A slightly more sophisticated example is afforded by sedit, which invokes an editor on the set of sonnets containing a given word.


  % sedit summers
  MR Buffer         Size   Mode           File
  -- ------         ----   ----           ----
 .   sonnet018      656    Text          /shoremnt/search_trees/sonnet018
     sonnet012      657    Text          /shoremnt/search_trees/sonnet012
     *scratch*      0      Lisp Interaction
  *  *Buffer List*  274    Text




 --%%-Emacs: *Buffer List*   6:54am 0.23   (Buffer Menu)--All--------------------
   Shall I compare thee to a summer's day?
   Thou art more lovely and more temperate:
   Rough winds do shake the darling buds of May,
   And summer's lease hath all too short a date:
   Sometime too hot the eye of heaven shines,
   And often is his gold complexion dimmed,
   And every fair from fair sometime declines,
   By chance, or nature's changing course untrimmed:
   But thy eternal summer shall not fade,
   Nor lose possession of that fair thou ow'st,
   Nor shall death brag thou wand'rest in his shade,
 -----Emacs: sonnet018      6:54am 0.23   (Text Fill)--Top-----------------------
 Commands: d, s, x, u; f, o, 1, 2, m, v; ~, %; q to quit; ? for help.

6 Appendix: Program Sources

6.1 stree.sdl


module stree {
    // interfaces defined here
    interface SearchTree;   // the top-level construct
    interface Word;         // a binary search tree node -- represents one word
    interface Document;     // a document stored in the repository
    interface Cite;         // a reference to a line in a document

    // A binary search tree of Word objects
    interface SearchTree {
      private:
        attribute ref<Word> root;   // the root of the tree

        // Update the entry matching WORD to add a citation.
        // Add a new Word if necessary.

┄┄┄┄┄┄┄┄┄┄┄┄┄┄┄┄┄┄┄┄

Required actions:
a - For each statement, say yes or no on whether it agrees with the sedit excerpt, and quote the excerpt's deciding words. (i) sedit opens an editor on the sonnets that contain a given word. (ii) The Cite interface represents a document stored in the repository. (iii) The Word interface is a node of a binary search tree.
b - Rewrite the lines of the sedit excerpt between "--%%-Emacs: *Buffer List*" and "quit; ? for help.", inclusive, with "darling buds" changed to "tender buds".
Nothing here depends on the material that comes after this.

Records shown:
┄┄┄┄┄┄┄┄┄┄┄┄┄┄┄┄┄┄┄┄

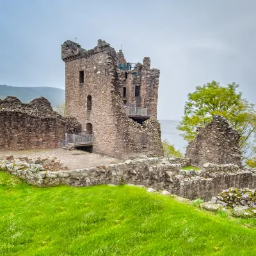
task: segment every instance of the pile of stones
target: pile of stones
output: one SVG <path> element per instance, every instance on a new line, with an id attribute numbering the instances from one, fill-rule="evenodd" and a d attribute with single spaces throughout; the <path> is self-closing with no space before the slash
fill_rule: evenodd
<path id="1" fill-rule="evenodd" d="M 13 156 L 6 156 L 5 160 L 11 162 L 23 162 L 28 164 L 41 164 L 46 171 L 68 170 L 67 166 L 65 166 L 60 160 L 56 157 L 28 158 L 26 156 L 14 159 Z"/>
<path id="2" fill-rule="evenodd" d="M 200 207 L 211 211 L 230 209 L 235 216 L 256 218 L 256 189 L 230 188 Z"/>
<path id="3" fill-rule="evenodd" d="M 256 189 L 231 188 L 223 190 L 218 196 L 212 198 L 211 202 L 232 208 L 243 205 L 256 209 Z"/>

┄┄┄┄┄┄┄┄┄┄┄┄┄┄┄┄┄┄┄┄

List of solutions:
a -
(i) Yes: "invokes an editor on the set of sonnets containing a given word"
(ii) No: "a reference to a line in a document"
(iii) Yes: "a binary search tree node -- represents one word"

b -
--%%-Emacs: *Buffer List*   6:54am 0.23   (Buffer Menu)--All--------------------
   Shall I compare thee to a summer's day?
   Thou art more lovely and more temperate:
   Rough winds do shake the tender buds of May,
   And summer's lease hath all too short a date:
   Sometime too hot the eye of heaven shines,
   And often is his gold complexion dimmed,
   And every fair from fair sometime declines,
   By chance, or nature's changing course untrimmed:
   But thy eternal summer shall not fade,
   Nor lose possession of that fair thou ow'st,
   Nor shall death brag thou wand'rest in his shade,
 -----Emacs: sonnet018      6:54am 0.23   (Text Fill)--Top-----------------------
 Commands: d, s, x, u; f, o, 1, 2, m, v; ~, %; q to quit; ? for help.